── READING TEXT

- Gadchiroli clash: Part of Naxalite-Maoist insurgency
| Date | 13 November 2021 |
| Location | Gadchiroli district, Maharashtra, India |
| Result | Indian victory |

Belligerents
- India Maharashtra Police;: Communist Party of India (Maoist)

Commanders and leaders
- Bhagat Singh Koshyari: Milind Teltumbde †

Units involved
- C-60 Force: Unknown

Casualties and losses
- 3 injured: 26 killed

= Gadchiroli clash =

Engagement between Indian state forces and local insurgents

On 13 November 2021, Indian state forces engaged with Maoist insurgents, resulting in the Gadchiroli clash. The firefight lasted for 10 hours, and the Indian forces successfully managed to clear the area, killing 26 insurgents while only sustaining 3 injuries. One of the insurgents killed was Milind Teltumbde, one of the senior commanders of the Naxalite insurgency.

==Background==

The Naxalite–Maoist insurgency is an ongoing conflict between Maoist groups known as Naxalites or Naxals (a group of communists supportive of Maoist political sentiment and ideology) and the Indian government. The influence zone of the Naxalites is called the red corridor, which has been steadily declining in terms of geographical coverage and number of violent incidents, and in 2021, according to the Press Information Bureau, it was confined to the 25 "most affected" locations, accounting for 85% of Left Wing Extremism (LWE) violence, and 70 "total affected" districts (down from 180 in 2009) across 10 states in two coal-rich, remote, forested hilly clusters in and around the Dandakaranya-Chhattisgarh-Odisha region and the tri-junction area of Jharkhand-Bihar and-West Bengal. The Naxalites have frequently targeted police and government workers in what they say is a fight for improved land rights and more jobs for neglected agricultural labourers and the poor.

────

• WHAT YOU WILL DO
1. Answer these questions from the Gadchiroli clash article.
(a) How long did the firefight last?
(b) Which unit fought on the side of the Maharashtra Police?
(c) How many "total affected" districts did the Press Information Bureau report for 2021, and how many were there in 2009?
2. Name every place that makes up the tri-junction area mentioned in the Gadchiroli clash article.
3. Continue the article on the Gadchiroli clash from its final sentence.

── RECORDS SUPPLIED

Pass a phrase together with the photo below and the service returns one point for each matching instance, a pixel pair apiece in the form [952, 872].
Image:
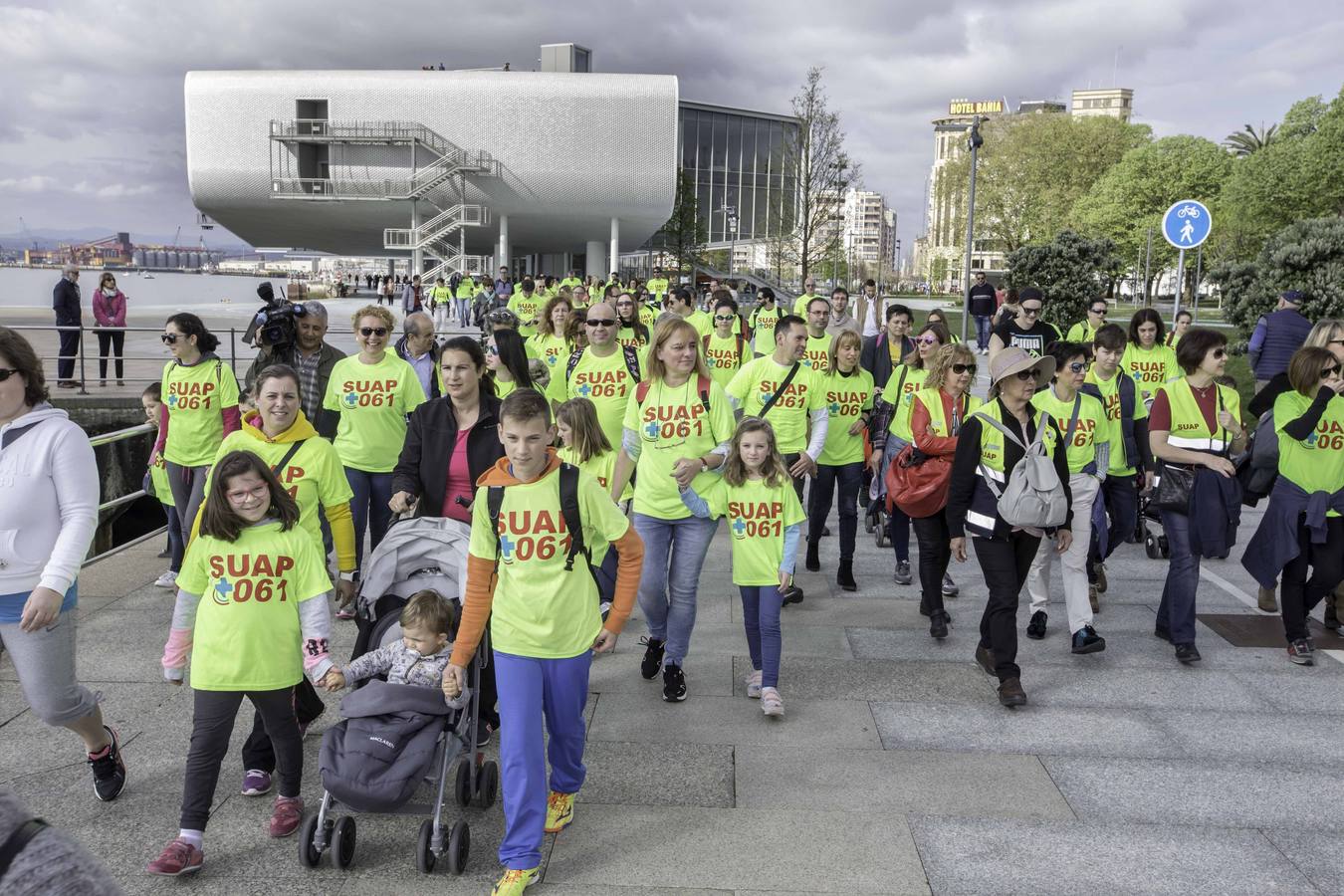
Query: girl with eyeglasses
[936, 416]
[891, 431]
[1195, 423]
[371, 394]
[1082, 419]
[199, 408]
[1300, 534]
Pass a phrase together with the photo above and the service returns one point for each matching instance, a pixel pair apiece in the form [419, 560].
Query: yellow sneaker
[560, 811]
[515, 881]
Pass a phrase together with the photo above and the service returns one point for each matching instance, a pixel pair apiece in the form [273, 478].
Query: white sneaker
[753, 683]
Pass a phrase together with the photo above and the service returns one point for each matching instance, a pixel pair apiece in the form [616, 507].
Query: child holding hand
[765, 520]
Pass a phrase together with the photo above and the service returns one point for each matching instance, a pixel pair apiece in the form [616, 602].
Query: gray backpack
[1033, 497]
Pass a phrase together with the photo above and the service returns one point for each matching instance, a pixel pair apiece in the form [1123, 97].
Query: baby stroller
[394, 738]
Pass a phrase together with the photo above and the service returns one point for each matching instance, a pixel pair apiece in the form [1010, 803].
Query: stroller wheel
[463, 786]
[308, 853]
[459, 848]
[487, 784]
[342, 842]
[423, 848]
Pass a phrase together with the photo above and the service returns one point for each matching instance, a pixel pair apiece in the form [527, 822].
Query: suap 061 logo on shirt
[368, 392]
[756, 519]
[244, 576]
[190, 396]
[526, 535]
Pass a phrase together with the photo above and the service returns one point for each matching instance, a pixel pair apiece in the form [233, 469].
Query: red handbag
[920, 488]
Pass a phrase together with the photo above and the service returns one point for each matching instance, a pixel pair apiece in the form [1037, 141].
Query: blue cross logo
[222, 590]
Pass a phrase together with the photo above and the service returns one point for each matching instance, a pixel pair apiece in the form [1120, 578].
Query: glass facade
[737, 158]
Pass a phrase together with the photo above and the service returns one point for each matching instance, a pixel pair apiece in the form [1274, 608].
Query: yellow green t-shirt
[757, 518]
[553, 349]
[816, 354]
[373, 400]
[1090, 430]
[527, 308]
[1110, 403]
[1151, 367]
[248, 634]
[723, 356]
[602, 380]
[195, 398]
[314, 477]
[760, 379]
[671, 425]
[599, 466]
[847, 398]
[1314, 464]
[541, 610]
[899, 394]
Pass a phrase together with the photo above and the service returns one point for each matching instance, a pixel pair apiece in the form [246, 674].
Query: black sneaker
[652, 658]
[1087, 641]
[110, 772]
[674, 684]
[1187, 653]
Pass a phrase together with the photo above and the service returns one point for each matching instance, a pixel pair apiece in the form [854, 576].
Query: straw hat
[1013, 358]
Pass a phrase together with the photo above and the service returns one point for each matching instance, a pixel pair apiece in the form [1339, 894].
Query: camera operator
[307, 353]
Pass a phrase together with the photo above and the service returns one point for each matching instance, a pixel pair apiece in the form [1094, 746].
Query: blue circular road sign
[1187, 223]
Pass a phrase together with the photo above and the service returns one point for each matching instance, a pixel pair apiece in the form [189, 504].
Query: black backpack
[603, 573]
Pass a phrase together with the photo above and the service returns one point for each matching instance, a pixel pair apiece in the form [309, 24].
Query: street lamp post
[974, 142]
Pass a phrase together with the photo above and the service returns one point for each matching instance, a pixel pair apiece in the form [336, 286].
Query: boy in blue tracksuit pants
[545, 625]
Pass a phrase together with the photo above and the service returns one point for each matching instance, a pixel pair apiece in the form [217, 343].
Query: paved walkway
[895, 770]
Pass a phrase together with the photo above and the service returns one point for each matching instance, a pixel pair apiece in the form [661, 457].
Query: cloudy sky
[92, 92]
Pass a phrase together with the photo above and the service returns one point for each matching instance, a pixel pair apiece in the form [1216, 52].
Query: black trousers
[934, 553]
[258, 753]
[69, 352]
[849, 479]
[115, 340]
[211, 726]
[1005, 563]
[1298, 595]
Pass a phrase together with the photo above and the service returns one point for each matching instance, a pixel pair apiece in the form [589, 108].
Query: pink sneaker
[179, 857]
[285, 815]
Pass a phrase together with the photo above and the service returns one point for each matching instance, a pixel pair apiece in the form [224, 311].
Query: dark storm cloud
[92, 93]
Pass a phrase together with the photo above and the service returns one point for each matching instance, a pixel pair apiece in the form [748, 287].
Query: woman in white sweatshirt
[49, 508]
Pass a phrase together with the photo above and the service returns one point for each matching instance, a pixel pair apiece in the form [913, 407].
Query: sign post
[1186, 225]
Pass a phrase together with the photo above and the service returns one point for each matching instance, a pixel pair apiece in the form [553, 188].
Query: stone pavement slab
[1047, 858]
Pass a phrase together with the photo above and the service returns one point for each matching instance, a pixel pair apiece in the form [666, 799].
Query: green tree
[1033, 169]
[1071, 270]
[1135, 193]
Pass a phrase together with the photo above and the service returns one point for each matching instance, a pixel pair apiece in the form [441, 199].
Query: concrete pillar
[595, 260]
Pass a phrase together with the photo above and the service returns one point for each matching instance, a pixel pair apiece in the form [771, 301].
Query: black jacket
[430, 435]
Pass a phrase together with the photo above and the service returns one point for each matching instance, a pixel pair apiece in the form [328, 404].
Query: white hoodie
[49, 501]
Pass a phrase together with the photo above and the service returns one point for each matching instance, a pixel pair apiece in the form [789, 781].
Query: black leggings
[211, 726]
[1298, 594]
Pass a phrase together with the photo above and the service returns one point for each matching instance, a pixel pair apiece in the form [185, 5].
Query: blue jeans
[983, 331]
[674, 553]
[533, 689]
[1176, 611]
[368, 507]
[761, 606]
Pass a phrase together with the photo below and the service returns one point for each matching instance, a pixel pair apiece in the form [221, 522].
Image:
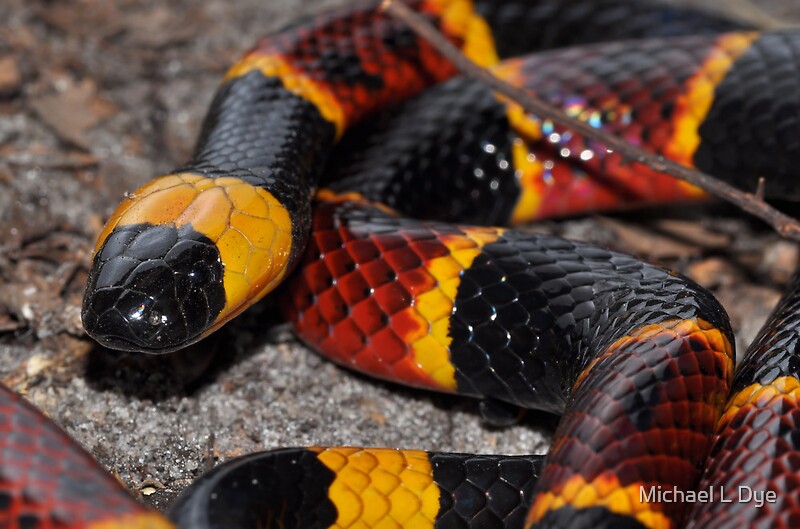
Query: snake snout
[153, 288]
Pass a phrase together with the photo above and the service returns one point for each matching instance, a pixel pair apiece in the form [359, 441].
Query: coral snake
[637, 358]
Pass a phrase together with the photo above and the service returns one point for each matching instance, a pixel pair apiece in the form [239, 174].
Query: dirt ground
[96, 97]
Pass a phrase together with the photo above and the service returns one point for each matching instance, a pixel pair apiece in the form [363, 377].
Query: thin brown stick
[783, 224]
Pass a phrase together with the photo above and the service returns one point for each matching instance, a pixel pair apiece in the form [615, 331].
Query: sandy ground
[97, 96]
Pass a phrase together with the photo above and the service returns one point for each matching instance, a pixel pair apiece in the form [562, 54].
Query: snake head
[180, 257]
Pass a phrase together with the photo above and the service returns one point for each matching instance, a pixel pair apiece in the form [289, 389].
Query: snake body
[637, 359]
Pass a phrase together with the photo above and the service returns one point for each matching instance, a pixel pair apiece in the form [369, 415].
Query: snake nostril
[145, 294]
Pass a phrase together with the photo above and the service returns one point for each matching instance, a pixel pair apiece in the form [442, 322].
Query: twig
[783, 224]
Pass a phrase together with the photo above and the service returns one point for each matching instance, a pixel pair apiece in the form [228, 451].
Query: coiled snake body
[637, 359]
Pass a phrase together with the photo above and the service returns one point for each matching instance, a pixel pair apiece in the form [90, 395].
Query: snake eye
[153, 288]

────

• TASK RESULTS
1.
(a) The firefight lasted 10 hours.
(b) The C-60 Force.
(c) There were 70 "total affected" districts in 2021, down from 180 in 2009.

2. Jharkhand, Bihar, West Bengal

3.
==Firefight==
The Indian state forces had been tipped off about Maoist activity in the dense forests of eastern Maharashtra. When Indian special forces scouted the area, they were subject to indiscriminate fire by Maoist insurgents. The Indian forces reciprocated, and killed 26 insurgents in just 10 hours, while only three Indian servicemen were injured, who were then subsequently airlifted to a local hospital in Nagpur.

==Aftermath==
The clash was successful for the Indian forces, who neutralised Milind Teltumbde, the ‘backbone’ of the Naxalite insurgency, at little cost.

As a result of this operation, along with many others, the Maoist insurgents have been losing influence, with Maoist violence subsiding by 77% from 2009 to 2021.